WHAT YOU ARE ASKED TO DO -
Collect every line of the material below that contains the string "dark". Case counts.

** begin RECORDS TO PROCESS **

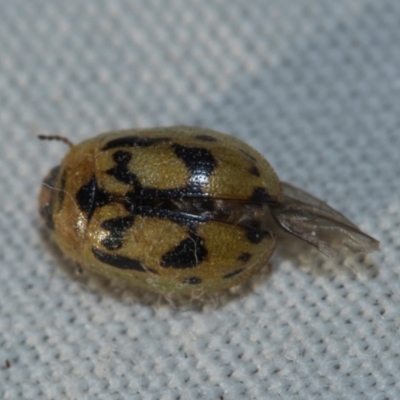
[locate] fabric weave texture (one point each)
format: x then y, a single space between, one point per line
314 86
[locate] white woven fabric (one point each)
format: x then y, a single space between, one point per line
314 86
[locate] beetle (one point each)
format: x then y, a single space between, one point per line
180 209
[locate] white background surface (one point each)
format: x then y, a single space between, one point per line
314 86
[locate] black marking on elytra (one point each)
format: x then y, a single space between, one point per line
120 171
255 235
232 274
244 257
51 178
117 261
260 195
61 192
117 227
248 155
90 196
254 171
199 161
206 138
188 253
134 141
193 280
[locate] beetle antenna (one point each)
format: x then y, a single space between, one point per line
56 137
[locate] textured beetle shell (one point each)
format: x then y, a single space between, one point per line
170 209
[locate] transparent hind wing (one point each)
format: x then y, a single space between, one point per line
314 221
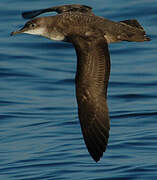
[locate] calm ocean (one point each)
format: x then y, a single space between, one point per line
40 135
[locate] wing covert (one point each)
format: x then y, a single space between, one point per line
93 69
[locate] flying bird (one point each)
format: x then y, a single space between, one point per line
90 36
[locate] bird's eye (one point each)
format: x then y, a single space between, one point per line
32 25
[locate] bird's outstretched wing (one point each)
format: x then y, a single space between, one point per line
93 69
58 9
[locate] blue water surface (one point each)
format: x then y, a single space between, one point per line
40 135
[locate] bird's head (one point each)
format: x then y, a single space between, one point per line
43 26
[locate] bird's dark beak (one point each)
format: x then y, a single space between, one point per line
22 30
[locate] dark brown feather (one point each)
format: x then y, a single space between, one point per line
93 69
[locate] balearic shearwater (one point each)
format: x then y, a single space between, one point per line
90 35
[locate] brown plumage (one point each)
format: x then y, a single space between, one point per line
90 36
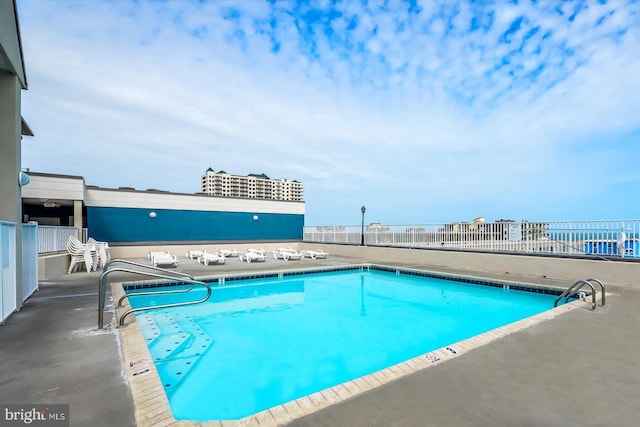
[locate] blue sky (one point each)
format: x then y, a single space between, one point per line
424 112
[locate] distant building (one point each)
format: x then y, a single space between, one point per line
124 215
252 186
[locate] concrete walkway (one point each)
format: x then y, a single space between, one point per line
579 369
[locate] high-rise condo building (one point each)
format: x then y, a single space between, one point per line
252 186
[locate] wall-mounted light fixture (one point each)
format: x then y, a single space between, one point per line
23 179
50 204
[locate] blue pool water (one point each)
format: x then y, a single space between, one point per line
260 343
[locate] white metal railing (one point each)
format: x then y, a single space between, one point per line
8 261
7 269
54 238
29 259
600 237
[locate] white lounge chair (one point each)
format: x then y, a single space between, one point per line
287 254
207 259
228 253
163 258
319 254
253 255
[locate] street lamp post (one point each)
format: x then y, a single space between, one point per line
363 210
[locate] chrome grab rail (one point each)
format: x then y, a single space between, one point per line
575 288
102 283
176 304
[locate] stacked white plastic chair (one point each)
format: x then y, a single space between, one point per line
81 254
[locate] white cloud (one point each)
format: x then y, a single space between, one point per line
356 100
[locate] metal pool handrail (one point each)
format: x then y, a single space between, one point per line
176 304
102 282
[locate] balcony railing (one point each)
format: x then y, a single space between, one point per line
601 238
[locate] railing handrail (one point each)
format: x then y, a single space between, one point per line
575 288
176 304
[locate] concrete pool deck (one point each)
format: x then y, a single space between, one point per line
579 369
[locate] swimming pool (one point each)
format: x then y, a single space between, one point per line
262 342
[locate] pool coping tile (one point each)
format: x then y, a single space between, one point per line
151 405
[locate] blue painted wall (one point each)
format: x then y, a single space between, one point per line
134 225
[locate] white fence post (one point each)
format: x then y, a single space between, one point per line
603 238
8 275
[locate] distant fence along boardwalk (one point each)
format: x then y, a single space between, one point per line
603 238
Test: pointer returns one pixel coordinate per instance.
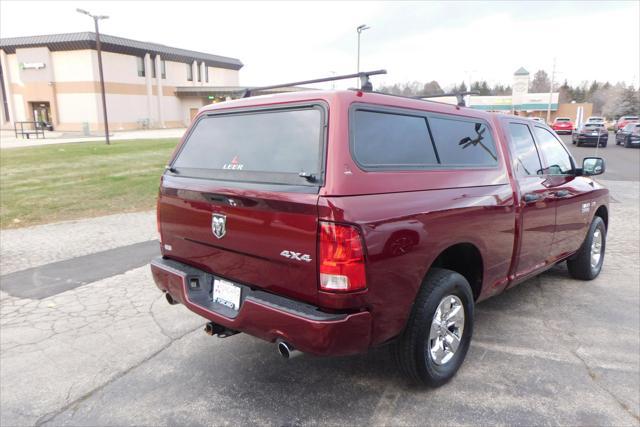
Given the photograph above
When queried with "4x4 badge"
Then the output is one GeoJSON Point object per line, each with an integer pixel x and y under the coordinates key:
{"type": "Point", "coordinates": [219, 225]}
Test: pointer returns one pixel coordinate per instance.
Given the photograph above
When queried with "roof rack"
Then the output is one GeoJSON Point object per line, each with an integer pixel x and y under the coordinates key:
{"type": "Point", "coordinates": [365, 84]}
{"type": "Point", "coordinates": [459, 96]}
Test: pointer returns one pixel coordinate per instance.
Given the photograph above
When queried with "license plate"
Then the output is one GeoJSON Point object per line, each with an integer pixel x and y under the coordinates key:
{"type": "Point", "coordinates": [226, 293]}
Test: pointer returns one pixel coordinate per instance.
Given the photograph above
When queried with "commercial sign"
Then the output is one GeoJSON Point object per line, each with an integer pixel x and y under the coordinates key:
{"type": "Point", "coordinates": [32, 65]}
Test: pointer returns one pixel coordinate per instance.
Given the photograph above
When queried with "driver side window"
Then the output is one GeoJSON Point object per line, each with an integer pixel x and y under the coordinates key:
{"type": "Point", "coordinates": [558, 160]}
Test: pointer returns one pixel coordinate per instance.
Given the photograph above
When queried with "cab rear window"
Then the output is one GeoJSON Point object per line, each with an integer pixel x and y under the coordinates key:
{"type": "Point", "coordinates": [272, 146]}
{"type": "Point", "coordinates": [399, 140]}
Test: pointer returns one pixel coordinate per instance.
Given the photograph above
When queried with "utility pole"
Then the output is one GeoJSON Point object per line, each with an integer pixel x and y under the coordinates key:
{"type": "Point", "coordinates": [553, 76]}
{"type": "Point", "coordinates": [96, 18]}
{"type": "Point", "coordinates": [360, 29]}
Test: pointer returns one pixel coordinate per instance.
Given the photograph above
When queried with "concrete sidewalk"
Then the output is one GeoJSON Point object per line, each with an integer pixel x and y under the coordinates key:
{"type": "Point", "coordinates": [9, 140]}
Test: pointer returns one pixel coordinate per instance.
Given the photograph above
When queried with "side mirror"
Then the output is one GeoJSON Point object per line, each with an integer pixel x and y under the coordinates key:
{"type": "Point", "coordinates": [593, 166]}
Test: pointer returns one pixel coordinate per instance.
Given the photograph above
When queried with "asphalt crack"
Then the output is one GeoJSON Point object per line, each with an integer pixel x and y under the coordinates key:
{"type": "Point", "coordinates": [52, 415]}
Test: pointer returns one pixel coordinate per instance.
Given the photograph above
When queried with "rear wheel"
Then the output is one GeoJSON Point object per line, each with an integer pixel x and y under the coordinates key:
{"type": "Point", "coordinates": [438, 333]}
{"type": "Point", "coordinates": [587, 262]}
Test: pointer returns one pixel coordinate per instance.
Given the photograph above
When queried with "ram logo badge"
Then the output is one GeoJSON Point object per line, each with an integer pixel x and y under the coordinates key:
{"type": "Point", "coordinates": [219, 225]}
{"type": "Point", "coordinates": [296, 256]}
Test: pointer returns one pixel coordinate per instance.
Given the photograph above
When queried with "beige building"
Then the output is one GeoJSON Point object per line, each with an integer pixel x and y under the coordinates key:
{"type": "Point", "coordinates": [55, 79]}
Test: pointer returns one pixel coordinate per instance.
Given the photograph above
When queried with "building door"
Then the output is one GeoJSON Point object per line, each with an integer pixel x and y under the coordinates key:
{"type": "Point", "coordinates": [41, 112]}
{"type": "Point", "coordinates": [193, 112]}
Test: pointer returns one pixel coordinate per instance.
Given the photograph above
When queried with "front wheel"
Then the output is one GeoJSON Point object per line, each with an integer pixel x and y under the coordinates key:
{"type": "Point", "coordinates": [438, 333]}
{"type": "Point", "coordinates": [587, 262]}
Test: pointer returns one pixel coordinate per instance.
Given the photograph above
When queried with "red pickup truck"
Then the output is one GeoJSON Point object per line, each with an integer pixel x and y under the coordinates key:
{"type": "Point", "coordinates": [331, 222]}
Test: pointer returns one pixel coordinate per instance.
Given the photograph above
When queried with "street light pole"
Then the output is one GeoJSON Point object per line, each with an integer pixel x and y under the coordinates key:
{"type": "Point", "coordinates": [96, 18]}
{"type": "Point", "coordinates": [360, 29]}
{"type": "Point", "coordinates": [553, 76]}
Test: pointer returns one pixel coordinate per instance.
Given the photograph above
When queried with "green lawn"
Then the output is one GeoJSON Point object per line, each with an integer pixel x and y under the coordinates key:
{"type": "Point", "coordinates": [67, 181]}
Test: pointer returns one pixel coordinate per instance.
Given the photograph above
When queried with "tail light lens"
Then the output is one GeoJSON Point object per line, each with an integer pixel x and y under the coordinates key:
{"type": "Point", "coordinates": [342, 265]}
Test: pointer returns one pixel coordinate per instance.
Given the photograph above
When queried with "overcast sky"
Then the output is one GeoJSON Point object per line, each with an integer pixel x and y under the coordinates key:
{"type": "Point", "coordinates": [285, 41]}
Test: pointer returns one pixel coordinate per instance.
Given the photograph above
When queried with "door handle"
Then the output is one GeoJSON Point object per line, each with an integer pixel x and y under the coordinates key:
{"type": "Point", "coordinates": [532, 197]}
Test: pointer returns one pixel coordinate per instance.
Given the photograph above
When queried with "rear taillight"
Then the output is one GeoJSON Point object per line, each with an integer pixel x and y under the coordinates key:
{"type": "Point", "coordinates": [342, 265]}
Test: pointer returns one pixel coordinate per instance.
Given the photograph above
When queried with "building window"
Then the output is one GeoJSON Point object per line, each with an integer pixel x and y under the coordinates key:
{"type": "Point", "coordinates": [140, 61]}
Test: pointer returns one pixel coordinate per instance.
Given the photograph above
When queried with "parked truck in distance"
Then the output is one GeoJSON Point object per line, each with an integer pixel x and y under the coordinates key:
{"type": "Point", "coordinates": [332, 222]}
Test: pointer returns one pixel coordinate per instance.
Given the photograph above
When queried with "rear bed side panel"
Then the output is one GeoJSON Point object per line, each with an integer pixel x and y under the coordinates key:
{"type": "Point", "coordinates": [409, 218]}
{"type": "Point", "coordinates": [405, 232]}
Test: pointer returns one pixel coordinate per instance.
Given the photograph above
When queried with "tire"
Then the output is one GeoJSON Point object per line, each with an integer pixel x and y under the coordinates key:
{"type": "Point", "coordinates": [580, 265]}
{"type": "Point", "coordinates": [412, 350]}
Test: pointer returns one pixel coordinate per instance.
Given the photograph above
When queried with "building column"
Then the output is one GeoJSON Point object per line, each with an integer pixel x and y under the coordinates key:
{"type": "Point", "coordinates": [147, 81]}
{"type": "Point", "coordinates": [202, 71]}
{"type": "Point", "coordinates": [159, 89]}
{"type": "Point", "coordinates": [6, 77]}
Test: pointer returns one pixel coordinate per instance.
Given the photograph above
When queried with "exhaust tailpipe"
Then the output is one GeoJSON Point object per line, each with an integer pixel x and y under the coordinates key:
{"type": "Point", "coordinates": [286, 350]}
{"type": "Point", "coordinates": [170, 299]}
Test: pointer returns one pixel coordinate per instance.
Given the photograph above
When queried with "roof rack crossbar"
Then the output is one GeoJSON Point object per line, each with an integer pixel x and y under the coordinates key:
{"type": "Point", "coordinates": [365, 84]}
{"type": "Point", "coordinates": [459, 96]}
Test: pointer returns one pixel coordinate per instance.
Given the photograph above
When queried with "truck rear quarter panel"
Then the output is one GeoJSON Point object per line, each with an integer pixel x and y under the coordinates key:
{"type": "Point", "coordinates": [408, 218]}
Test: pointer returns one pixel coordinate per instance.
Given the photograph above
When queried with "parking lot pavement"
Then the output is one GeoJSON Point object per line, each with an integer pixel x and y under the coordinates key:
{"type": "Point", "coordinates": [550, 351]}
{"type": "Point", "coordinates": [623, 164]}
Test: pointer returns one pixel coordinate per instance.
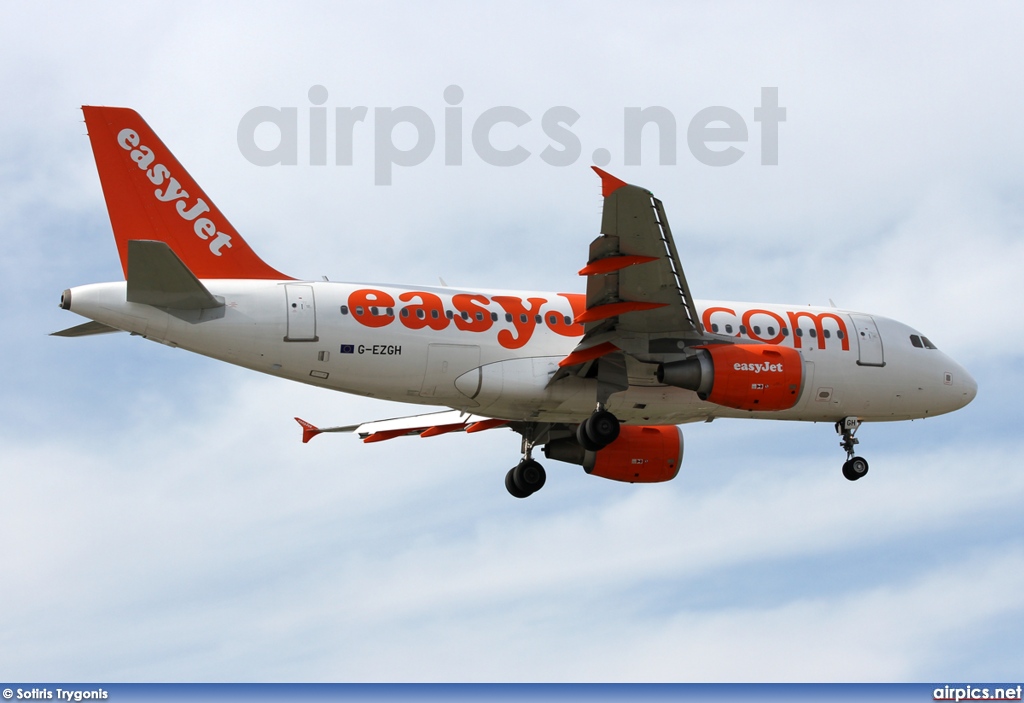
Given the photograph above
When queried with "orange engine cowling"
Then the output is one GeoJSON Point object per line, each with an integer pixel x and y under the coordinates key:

** end RECORDS TO PROCESS **

SOLUTION -
[locate] bird's dark beak (one point each)
[locate] dark brown feather (one point each)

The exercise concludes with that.